◆ **Problem requirements**
From the line with "Category: black puffer jacket" down to the final line of the material below, quote every line exactly and leave out all lines before it.

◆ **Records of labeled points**
--------------------------------
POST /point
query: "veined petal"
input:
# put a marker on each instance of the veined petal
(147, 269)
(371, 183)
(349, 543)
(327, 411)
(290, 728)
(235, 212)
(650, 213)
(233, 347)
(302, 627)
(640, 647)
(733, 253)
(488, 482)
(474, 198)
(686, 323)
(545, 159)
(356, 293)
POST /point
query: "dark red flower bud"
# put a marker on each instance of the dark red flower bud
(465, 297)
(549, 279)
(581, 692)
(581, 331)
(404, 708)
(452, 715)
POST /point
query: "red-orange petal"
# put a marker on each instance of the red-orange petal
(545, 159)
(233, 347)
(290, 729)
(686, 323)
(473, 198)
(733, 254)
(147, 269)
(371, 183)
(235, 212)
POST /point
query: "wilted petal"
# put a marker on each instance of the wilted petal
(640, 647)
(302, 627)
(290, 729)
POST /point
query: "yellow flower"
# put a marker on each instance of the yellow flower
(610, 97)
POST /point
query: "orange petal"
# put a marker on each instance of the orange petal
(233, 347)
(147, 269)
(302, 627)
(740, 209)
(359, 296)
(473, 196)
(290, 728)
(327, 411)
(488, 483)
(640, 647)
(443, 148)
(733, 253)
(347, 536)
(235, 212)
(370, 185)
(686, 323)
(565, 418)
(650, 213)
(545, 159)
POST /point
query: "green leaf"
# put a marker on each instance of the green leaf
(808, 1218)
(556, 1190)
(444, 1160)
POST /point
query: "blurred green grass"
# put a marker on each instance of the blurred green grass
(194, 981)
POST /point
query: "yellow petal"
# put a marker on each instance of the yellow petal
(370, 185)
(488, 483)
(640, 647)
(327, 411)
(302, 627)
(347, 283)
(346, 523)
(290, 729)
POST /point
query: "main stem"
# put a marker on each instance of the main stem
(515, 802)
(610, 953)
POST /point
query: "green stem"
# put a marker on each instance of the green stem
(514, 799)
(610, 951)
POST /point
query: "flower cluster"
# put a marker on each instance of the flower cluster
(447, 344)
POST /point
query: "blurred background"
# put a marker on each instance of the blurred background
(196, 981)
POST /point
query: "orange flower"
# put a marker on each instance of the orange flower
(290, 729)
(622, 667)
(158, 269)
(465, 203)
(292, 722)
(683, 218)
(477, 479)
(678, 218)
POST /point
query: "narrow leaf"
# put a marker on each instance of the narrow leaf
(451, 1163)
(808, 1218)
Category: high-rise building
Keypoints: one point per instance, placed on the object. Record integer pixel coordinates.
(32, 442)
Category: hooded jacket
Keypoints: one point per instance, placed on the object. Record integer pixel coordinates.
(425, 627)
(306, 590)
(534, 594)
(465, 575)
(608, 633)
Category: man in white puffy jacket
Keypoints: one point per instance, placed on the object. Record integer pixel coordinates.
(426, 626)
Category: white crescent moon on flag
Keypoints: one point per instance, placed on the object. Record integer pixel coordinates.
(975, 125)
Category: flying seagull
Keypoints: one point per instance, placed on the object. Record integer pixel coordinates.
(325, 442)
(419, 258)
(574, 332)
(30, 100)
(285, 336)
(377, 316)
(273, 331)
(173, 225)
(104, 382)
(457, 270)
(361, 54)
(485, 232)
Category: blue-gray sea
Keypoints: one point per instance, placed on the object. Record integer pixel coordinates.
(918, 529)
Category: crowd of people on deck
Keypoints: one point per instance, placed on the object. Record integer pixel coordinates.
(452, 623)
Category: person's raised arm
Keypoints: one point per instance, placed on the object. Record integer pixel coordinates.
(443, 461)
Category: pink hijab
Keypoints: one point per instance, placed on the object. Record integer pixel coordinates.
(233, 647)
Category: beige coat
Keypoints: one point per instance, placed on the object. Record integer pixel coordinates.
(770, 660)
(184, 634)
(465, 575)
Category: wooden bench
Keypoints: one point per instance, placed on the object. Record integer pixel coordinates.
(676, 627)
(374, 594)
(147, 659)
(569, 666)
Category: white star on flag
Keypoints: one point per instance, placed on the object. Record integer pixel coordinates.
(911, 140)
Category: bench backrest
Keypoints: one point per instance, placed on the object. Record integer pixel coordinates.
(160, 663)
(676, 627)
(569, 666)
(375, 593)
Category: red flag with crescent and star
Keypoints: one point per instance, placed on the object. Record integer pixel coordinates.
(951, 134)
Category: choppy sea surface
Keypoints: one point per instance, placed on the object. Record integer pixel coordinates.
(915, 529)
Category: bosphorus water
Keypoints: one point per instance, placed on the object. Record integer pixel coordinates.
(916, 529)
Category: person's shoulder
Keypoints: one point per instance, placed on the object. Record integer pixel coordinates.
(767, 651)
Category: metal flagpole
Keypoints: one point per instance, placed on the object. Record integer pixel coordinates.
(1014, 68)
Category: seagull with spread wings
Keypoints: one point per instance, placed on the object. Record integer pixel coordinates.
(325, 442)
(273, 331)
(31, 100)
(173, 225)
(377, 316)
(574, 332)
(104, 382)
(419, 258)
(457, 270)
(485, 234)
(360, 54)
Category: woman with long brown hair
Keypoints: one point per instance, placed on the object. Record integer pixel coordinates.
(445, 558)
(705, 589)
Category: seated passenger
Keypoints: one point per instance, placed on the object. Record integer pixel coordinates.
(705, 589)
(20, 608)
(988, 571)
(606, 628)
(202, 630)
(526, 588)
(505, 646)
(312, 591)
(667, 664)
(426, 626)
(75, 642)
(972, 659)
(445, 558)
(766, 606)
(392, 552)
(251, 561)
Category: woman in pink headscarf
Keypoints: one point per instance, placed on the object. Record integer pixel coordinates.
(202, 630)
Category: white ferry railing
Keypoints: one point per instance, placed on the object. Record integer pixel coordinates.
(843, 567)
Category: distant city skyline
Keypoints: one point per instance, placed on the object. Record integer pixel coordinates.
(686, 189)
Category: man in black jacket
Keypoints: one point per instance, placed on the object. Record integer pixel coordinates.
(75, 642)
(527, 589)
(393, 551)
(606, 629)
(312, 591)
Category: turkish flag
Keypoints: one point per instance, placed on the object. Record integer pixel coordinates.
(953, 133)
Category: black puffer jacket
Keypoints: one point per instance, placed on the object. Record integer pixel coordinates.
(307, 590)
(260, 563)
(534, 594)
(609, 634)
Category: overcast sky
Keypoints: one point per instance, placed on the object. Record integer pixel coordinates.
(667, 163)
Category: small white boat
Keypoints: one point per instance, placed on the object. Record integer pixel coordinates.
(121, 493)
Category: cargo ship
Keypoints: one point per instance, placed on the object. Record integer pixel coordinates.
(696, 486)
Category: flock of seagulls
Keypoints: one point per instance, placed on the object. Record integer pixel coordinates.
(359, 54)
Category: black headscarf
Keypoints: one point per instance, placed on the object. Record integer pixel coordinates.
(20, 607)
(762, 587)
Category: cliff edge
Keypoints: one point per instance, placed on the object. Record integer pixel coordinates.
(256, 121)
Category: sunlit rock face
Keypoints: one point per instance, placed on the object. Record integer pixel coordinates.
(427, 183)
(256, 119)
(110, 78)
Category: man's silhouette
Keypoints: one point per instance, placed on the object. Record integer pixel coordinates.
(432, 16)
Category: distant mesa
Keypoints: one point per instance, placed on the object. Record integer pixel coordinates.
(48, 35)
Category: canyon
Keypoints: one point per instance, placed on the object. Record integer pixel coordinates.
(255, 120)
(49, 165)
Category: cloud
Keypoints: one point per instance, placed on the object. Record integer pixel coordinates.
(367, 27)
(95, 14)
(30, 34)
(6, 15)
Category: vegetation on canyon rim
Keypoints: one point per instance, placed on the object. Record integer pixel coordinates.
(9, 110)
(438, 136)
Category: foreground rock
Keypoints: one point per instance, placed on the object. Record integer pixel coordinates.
--------------------------------
◆ **Full solution**
Category: black puffer jacket
Keypoints: one point per instance, placed on the object. Record integer pixel coordinates.
(307, 590)
(260, 563)
(534, 594)
(609, 634)
Category: overcast sky
Keypoints: one point per instance, placed on the object. Record integer pixel coordinates.
(667, 163)
Category: small white boat
Keypoints: one point per instance, placed on the object. Record integer pixel coordinates.
(121, 493)
Category: cargo ship
Keypoints: one point per instance, placed on the object. Record integer pixel coordinates.
(696, 486)
Category: flock of seagulls
Keypoints: one point per instance, placed on the object. Record integer pixel coordinates.
(359, 54)
Category: black headscarf
Keypoints: one point per instance, placed on the object. Record integer pixel coordinates.
(20, 607)
(762, 587)
Category: cliff edge
Keypoints: one point per instance, placed on the object. Record integer pixel coordinates.
(256, 121)
Category: sunlit rock face
Keypoints: one point per instance, placed on the object. Record integer pixel coordinates.
(427, 183)
(256, 119)
(110, 78)
Category: man's silhouette
Keypoints: one point per instance, placed on the object. Record integer pixel coordinates.
(432, 16)
Category: distant mesa
Keypoints: one point per instance, placed on the object. Record integer pixel coordinates.
(48, 35)
Category: canyon
Keypoints: one point per instance, placed on the object. Record integer pixel coordinates.
(255, 120)
(49, 165)
Category: cloud
Keypoints: one point per instance, placed on the object. Record integer pixel coordinates.
(367, 27)
(95, 14)
(30, 34)
(6, 15)
Category: vegetation on canyon rim
Keypoints: one point per instance, placed on the object. Record integer pixel coordinates.
(9, 110)
(438, 136)
Category: foreground rock
Keypoints: one point per instance, placed on the object. Record integer pixel coordinates.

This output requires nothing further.